Please count how many lines in the records below contain the word "pipe", and reply with only that number.

Data to process =>

Start

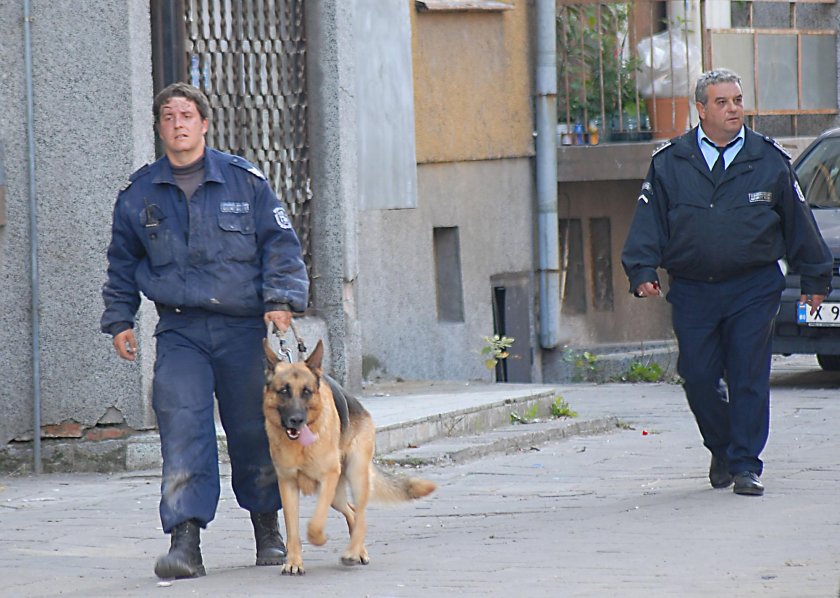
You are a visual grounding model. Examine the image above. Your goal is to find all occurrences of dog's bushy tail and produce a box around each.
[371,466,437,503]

End
Start

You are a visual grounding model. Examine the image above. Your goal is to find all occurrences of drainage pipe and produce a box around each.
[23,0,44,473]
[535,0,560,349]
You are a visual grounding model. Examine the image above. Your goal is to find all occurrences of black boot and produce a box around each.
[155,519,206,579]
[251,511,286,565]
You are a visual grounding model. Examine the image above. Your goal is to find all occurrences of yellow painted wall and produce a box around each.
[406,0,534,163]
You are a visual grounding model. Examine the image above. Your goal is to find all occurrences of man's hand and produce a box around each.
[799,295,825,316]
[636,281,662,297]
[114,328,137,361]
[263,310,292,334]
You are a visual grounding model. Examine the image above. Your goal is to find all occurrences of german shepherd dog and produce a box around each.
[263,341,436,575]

End
Start

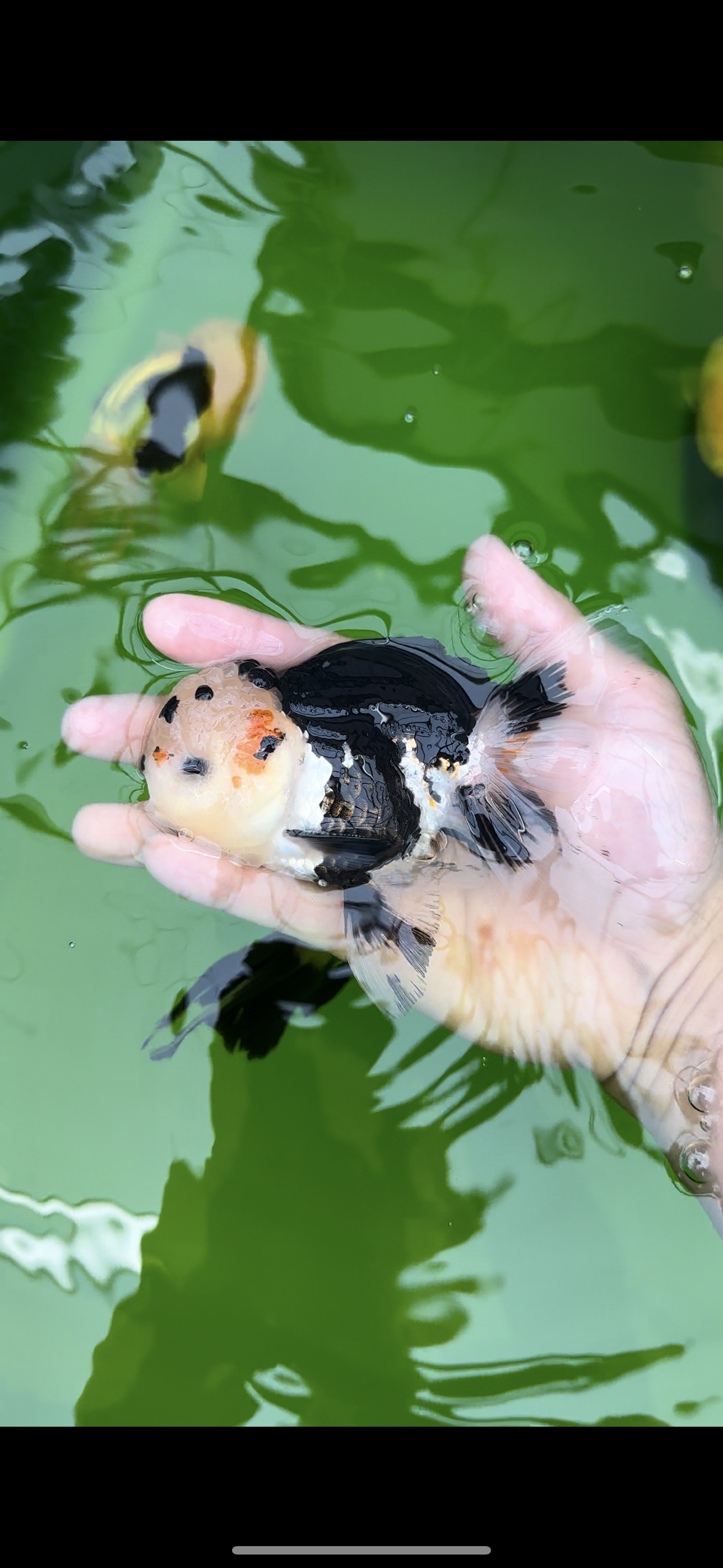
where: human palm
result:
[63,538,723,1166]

End

Reply to the exercise =>
1